◆ **WHAT YOU WILL DO**
Reproduce every one of the entries below verbatim, line for line.

◆ **EXTRACTED RECORDS**
□ □ □ □
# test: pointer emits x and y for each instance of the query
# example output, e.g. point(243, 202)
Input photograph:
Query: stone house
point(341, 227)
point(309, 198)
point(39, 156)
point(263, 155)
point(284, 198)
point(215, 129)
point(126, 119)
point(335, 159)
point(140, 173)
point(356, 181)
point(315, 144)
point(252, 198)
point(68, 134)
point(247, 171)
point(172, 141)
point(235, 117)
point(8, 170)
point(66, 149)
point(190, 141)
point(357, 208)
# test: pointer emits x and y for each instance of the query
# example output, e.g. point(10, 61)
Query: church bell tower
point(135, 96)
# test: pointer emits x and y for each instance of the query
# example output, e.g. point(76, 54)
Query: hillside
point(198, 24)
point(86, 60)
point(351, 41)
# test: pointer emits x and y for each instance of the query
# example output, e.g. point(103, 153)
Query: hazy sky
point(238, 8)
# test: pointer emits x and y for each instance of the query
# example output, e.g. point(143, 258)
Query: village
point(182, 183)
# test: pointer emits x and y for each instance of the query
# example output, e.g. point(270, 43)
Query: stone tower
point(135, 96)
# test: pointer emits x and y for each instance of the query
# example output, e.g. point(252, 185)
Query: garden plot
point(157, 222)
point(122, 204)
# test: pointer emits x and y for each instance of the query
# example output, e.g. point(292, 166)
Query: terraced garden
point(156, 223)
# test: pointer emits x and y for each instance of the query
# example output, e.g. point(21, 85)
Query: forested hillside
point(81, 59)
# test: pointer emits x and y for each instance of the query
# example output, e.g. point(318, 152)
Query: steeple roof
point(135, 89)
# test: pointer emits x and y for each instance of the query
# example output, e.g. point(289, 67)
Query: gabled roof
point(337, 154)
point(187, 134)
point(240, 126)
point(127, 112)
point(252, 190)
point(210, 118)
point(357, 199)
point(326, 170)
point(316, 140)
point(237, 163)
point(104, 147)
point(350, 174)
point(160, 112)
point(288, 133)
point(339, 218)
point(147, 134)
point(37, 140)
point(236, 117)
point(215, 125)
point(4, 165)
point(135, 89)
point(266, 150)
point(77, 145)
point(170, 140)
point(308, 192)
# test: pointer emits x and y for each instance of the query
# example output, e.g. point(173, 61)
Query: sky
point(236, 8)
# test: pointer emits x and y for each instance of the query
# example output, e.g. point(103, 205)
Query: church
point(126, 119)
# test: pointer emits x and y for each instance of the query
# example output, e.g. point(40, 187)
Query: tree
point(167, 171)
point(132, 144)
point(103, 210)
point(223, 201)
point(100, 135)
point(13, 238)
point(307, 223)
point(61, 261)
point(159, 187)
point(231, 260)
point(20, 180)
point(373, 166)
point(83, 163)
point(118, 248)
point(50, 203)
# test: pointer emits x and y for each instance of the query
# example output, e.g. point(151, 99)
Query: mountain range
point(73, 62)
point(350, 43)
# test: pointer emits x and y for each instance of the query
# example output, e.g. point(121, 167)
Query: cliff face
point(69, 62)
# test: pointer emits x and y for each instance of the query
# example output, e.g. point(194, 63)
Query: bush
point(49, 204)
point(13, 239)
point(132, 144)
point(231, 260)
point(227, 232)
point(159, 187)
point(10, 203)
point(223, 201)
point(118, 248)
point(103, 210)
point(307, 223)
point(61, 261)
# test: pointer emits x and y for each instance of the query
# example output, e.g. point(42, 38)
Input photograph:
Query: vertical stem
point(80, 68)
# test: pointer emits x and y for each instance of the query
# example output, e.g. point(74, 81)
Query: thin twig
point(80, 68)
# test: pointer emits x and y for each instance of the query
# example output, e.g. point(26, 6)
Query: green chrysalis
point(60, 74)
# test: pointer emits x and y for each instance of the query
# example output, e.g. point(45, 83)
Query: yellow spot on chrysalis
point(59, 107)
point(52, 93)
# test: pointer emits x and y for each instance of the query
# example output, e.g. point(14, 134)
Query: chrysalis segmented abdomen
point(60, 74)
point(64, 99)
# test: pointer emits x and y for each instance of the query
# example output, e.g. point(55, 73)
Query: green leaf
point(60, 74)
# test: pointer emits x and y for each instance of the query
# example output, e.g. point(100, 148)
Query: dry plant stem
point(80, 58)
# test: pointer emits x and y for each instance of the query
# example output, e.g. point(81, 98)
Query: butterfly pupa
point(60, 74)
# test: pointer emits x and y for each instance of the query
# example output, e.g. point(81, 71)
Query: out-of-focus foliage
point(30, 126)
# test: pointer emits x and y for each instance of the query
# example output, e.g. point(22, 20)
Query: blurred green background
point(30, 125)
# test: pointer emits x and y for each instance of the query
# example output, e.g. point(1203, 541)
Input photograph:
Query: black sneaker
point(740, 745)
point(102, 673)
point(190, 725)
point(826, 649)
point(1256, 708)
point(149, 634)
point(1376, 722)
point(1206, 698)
□ □ □ □
◆ **ANSWER TO THIS TASK**
# test: pointer emits x and y for each instance of the query
# example output, e.g. point(243, 202)
Input photograph:
Query: stone house
point(341, 227)
point(309, 198)
point(39, 156)
point(263, 155)
point(284, 198)
point(215, 129)
point(126, 119)
point(335, 159)
point(140, 173)
point(356, 181)
point(315, 144)
point(252, 198)
point(68, 134)
point(247, 171)
point(172, 141)
point(235, 117)
point(8, 170)
point(66, 149)
point(190, 141)
point(357, 208)
# test: pointer emits x and y for each instance of the query
# example output, e.g. point(10, 61)
Query: church bell tower
point(135, 96)
# test: pointer emits x and y for each instance of the query
# example output, e.g. point(76, 54)
Query: hillside
point(198, 24)
point(86, 60)
point(351, 41)
# test: pointer emits x and y for each instance of the query
# example output, e.g. point(103, 153)
Query: hazy sky
point(238, 8)
# test: pointer emits x and y for each instance of the query
# example output, e.g. point(143, 258)
Query: village
point(182, 183)
# test: pointer emits x and y for each instance of the query
# example output, e.g. point(270, 43)
Query: stone tower
point(135, 96)
# test: pointer emits x and y for each instance of the query
# example output, e.g. point(252, 185)
Query: garden plot
point(157, 222)
point(122, 204)
# test: pointer emits x and y for each instance of the query
# example output, e.g. point(292, 166)
Query: terraced garden
point(156, 223)
# test: pointer emits x and y for each instance of the query
# example output, e.g. point(21, 85)
Query: forested hillside
point(81, 59)
# test: pointer emits x and y for each instance of the query
# example output, e.g. point(318, 152)
Query: steeple roof
point(135, 89)
# test: pointer emits x and y for each instance of the query
# example output, e.g. point(289, 67)
Query: gabled roof
point(337, 154)
point(187, 134)
point(240, 126)
point(127, 112)
point(252, 190)
point(210, 118)
point(357, 199)
point(326, 170)
point(316, 140)
point(237, 163)
point(104, 147)
point(350, 174)
point(160, 112)
point(288, 133)
point(339, 218)
point(147, 134)
point(37, 140)
point(236, 117)
point(215, 125)
point(4, 165)
point(135, 89)
point(266, 150)
point(77, 145)
point(170, 140)
point(308, 192)
# test: pointer emits x and y for each instance of the query
# example output, e.g. point(173, 61)
Query: sky
point(236, 8)
# test: pointer emits x and y for each instance of the query
# example output, e.g. point(103, 205)
Query: church
point(126, 119)
# test: pointer emits x and y for each instance of the query
# example output, e.g. point(40, 187)
Query: tree
point(167, 171)
point(132, 144)
point(103, 210)
point(223, 201)
point(100, 135)
point(13, 238)
point(307, 223)
point(61, 261)
point(159, 187)
point(231, 260)
point(20, 180)
point(373, 166)
point(83, 163)
point(118, 248)
point(50, 203)
# test: pointer emits x and y for each instance of the query
# example output, e.g. point(151, 99)
Query: mountain range
point(73, 62)
point(350, 43)
# test: pointer emits x and y for each instance of the query
# example output, e.g. point(121, 167)
Query: cliff face
point(69, 62)
# test: pointer emits x and y for each instance of the query
# example output, e.g. point(194, 63)
Query: bush
point(49, 204)
point(13, 239)
point(132, 144)
point(231, 260)
point(227, 232)
point(159, 187)
point(10, 203)
point(223, 201)
point(118, 248)
point(103, 210)
point(307, 223)
point(61, 261)
# test: pointer emits x and y for each instance of the query
# example output, e.g. point(42, 38)
Input photograph:
Query: vertical stem
point(80, 68)
# test: pointer emits x and y for each instance of the query
# example output, e.g. point(74, 81)
Query: thin twig
point(80, 68)
# test: pointer emits x and y for each instance of the query
# example output, e.g. point(26, 6)
Query: green chrysalis
point(60, 74)
# test: pointer emits x and y for each instance of the query
# example output, e.g. point(45, 83)
Query: yellow spot on chrysalis
point(59, 107)
point(52, 93)
# test: pointer emits x and y for each instance of the query
# example output, e.g. point(14, 134)
Query: chrysalis segmented abdomen
point(60, 74)
point(64, 99)
# test: pointer emits x and y for each instance of the query
# example output, e.g. point(55, 73)
Query: green leaf
point(60, 74)
# test: pointer emits x and y for each instance of the query
# example output, e.g. point(100, 148)
Query: dry plant stem
point(80, 58)
# test: pointer emits x and y for each instance of the query
# example output, e.g. point(81, 98)
Query: butterfly pupa
point(60, 74)
# test: pointer emits x and y for each instance of the query
# example output, e.g. point(81, 71)
Query: out-of-focus foliage
point(30, 126)
# test: pointer emits x and y for each instance of the query
# example output, e.g. point(22, 20)
Query: blurred green background
point(30, 125)
# test: pointer emits x and y for each instance of the query
# example output, e.g. point(1203, 541)
Input photograph:
Query: black sneaker
point(740, 745)
point(102, 673)
point(190, 725)
point(826, 649)
point(1256, 708)
point(149, 634)
point(1376, 722)
point(1206, 698)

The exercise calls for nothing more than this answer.